Collected data

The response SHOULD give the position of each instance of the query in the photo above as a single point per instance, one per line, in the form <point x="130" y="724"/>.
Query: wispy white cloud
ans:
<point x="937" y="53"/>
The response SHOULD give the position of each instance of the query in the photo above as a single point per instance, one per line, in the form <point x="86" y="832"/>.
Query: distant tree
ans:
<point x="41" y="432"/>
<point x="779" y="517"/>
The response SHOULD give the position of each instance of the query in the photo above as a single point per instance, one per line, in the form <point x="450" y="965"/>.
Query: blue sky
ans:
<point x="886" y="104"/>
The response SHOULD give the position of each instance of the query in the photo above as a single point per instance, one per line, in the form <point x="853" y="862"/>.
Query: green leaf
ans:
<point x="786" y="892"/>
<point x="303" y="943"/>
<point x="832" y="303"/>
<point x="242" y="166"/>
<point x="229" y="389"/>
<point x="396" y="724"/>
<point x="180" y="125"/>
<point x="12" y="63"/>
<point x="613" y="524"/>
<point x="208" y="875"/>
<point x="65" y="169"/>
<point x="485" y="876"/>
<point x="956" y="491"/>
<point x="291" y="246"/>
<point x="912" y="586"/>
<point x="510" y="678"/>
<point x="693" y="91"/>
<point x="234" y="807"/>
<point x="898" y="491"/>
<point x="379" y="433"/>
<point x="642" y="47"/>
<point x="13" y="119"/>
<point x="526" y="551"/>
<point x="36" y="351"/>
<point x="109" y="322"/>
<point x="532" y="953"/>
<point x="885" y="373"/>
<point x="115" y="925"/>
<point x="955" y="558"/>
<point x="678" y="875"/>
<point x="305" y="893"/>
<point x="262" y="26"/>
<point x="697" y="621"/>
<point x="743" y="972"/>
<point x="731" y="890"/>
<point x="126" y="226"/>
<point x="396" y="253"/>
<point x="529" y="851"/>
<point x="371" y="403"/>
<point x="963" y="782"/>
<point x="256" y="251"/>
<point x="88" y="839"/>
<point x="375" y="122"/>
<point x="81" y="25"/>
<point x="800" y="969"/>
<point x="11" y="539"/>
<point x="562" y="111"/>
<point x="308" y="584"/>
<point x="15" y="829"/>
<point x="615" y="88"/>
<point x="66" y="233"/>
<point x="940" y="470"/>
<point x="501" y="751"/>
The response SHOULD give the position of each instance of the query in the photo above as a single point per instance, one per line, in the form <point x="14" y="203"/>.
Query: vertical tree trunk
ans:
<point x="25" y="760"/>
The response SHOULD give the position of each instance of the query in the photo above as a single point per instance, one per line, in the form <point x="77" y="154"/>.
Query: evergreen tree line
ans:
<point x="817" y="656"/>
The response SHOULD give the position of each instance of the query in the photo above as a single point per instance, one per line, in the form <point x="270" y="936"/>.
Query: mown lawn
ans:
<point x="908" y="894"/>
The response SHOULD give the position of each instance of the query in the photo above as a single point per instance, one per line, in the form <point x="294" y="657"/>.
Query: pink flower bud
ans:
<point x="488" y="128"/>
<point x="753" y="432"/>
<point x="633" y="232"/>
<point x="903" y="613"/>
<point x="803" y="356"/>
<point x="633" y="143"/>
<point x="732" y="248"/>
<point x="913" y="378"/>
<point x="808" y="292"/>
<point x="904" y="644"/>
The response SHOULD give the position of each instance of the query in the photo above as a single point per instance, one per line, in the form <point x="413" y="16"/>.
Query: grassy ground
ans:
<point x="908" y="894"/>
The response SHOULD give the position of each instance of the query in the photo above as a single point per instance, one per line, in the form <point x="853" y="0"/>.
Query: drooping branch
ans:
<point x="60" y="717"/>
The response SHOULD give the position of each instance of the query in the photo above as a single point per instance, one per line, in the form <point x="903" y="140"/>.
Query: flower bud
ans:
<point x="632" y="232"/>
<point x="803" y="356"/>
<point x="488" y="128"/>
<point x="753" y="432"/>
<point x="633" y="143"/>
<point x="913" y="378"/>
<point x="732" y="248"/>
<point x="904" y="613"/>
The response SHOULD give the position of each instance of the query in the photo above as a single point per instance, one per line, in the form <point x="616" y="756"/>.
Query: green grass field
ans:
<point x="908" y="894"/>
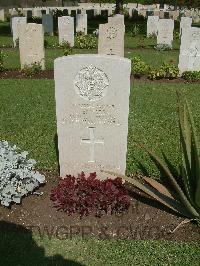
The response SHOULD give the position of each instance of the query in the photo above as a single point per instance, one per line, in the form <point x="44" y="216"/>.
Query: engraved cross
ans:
<point x="91" y="141"/>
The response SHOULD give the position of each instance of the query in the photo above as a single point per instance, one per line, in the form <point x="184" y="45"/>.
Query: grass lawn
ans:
<point x="23" y="249"/>
<point x="28" y="119"/>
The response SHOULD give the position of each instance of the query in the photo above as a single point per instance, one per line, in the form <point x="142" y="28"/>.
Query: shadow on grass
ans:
<point x="5" y="29"/>
<point x="57" y="151"/>
<point x="17" y="247"/>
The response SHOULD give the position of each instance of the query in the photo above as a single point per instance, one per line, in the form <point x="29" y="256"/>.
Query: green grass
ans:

• Exercise directions: Copy the listing in full and without alteration, omitting every picture.

• Full answer:
The response SHOULD give the position of each instance of the query in the photo above as a single point per instance, one per line, in the form <point x="130" y="724"/>.
Query: wispy white cloud
ans:
<point x="937" y="53"/>
The response SHOULD give the position of each instance of the query in the photo above as a single point per instance, one per line, in the form <point x="86" y="832"/>.
Query: distant tree
ans:
<point x="41" y="432"/>
<point x="779" y="517"/>
The response SHOULD give the position of each instance of the query in the photo above as a single point per instance, one per line, in the form <point x="450" y="965"/>.
Query: blue sky
ans:
<point x="886" y="104"/>
The response SHOULD give the position of each instance of the query in the photo above as a single point per instance, one per line, in the form <point x="853" y="862"/>.
Query: green leaf
ans:
<point x="786" y="892"/>
<point x="303" y="943"/>
<point x="832" y="303"/>
<point x="242" y="166"/>
<point x="229" y="389"/>
<point x="396" y="724"/>
<point x="180" y="125"/>
<point x="12" y="63"/>
<point x="613" y="524"/>
<point x="208" y="875"/>
<point x="65" y="169"/>
<point x="485" y="876"/>
<point x="956" y="491"/>
<point x="291" y="246"/>
<point x="912" y="586"/>
<point x="510" y="678"/>
<point x="693" y="91"/>
<point x="234" y="807"/>
<point x="898" y="491"/>
<point x="379" y="433"/>
<point x="642" y="47"/>
<point x="13" y="119"/>
<point x="526" y="551"/>
<point x="36" y="351"/>
<point x="109" y="322"/>
<point x="532" y="953"/>
<point x="885" y="373"/>
<point x="115" y="925"/>
<point x="955" y="558"/>
<point x="678" y="875"/>
<point x="305" y="893"/>
<point x="262" y="26"/>
<point x="697" y="621"/>
<point x="743" y="972"/>
<point x="731" y="890"/>
<point x="126" y="226"/>
<point x="396" y="253"/>
<point x="529" y="851"/>
<point x="371" y="403"/>
<point x="963" y="782"/>
<point x="256" y="251"/>
<point x="88" y="839"/>
<point x="375" y="122"/>
<point x="81" y="25"/>
<point x="800" y="969"/>
<point x="11" y="539"/>
<point x="562" y="111"/>
<point x="308" y="584"/>
<point x="15" y="829"/>
<point x="615" y="88"/>
<point x="66" y="233"/>
<point x="940" y="470"/>
<point x="501" y="751"/>
The response SHOULD give the position of each instance of the query in the photo above as a single point per instance, one per line, in the form <point x="14" y="203"/>.
Query: vertical tree trunk
ans:
<point x="25" y="760"/>
The response SHOULD give the position of each instance of the query in the photo above as a single point per instance, one per line, in the form <point x="77" y="154"/>.
Query: evergreen tree line
ans:
<point x="817" y="656"/>
The response SHOULD give the position of each instance of the query in the photo above as a single point per instance, one per line, in the form <point x="270" y="936"/>.
Query: mown lawn
ans:
<point x="908" y="894"/>
The response SHOULD give the position of each instance of the query in the photo above as a single point per instance, one per line, in the form <point x="294" y="657"/>.
Query: pink flower bud
ans:
<point x="488" y="128"/>
<point x="753" y="432"/>
<point x="633" y="232"/>
<point x="903" y="613"/>
<point x="803" y="356"/>
<point x="633" y="143"/>
<point x="732" y="248"/>
<point x="913" y="378"/>
<point x="808" y="292"/>
<point x="904" y="644"/>
The response SHOULD give the position of each instance of the query in the photo above as a single point per instance, one per line, in the form <point x="413" y="16"/>.
Query: grassy ground
ans:
<point x="908" y="894"/>
The response SHOULD give the position of each instance of the query in the photo above as a single point per instance, one per line, in the form <point x="853" y="0"/>.
Query: drooping branch
ans:
<point x="60" y="717"/>
The response SHOULD give the position of each instance of the query in the photo above as a single point per instance, one per line, in the form <point x="903" y="140"/>.
Query: flower bud
ans:
<point x="632" y="232"/>
<point x="803" y="356"/>
<point x="488" y="128"/>
<point x="753" y="432"/>
<point x="633" y="143"/>
<point x="913" y="378"/>
<point x="732" y="248"/>
<point x="904" y="613"/>
The response SHOULD give the position of each instance of the query in the photo above as a single point per instance, one per line, in the form <point x="616" y="756"/>.
Query: green grass field
ans:
<point x="908" y="894"/>
The response SHOULD give the position of each instance of the query in the photo above as a single point per instance, one per line, in the form <point x="44" y="216"/>.
Query: engraved cross
ans:
<point x="91" y="141"/>
The response SHOULD give the position of each instance of the query in the photo above as a single point per instance, one per line, in the form <point x="184" y="45"/>.
Query: grass lawn
ans:
<point x="23" y="249"/>
<point x="28" y="119"/>
The response SHOULD give the position of each instance of the query in the photo above as a single point per instance, one per line, in the form <point x="142" y="28"/>.
Query: shadow on grass
ans:
<point x="5" y="29"/>
<point x="57" y="151"/>
<point x="17" y="247"/>
The response SHOULD give the position of each instance of the query in the photo above as a single point per instance, one per line, in the form <point x="29" y="256"/>.
Query: green grass
ans:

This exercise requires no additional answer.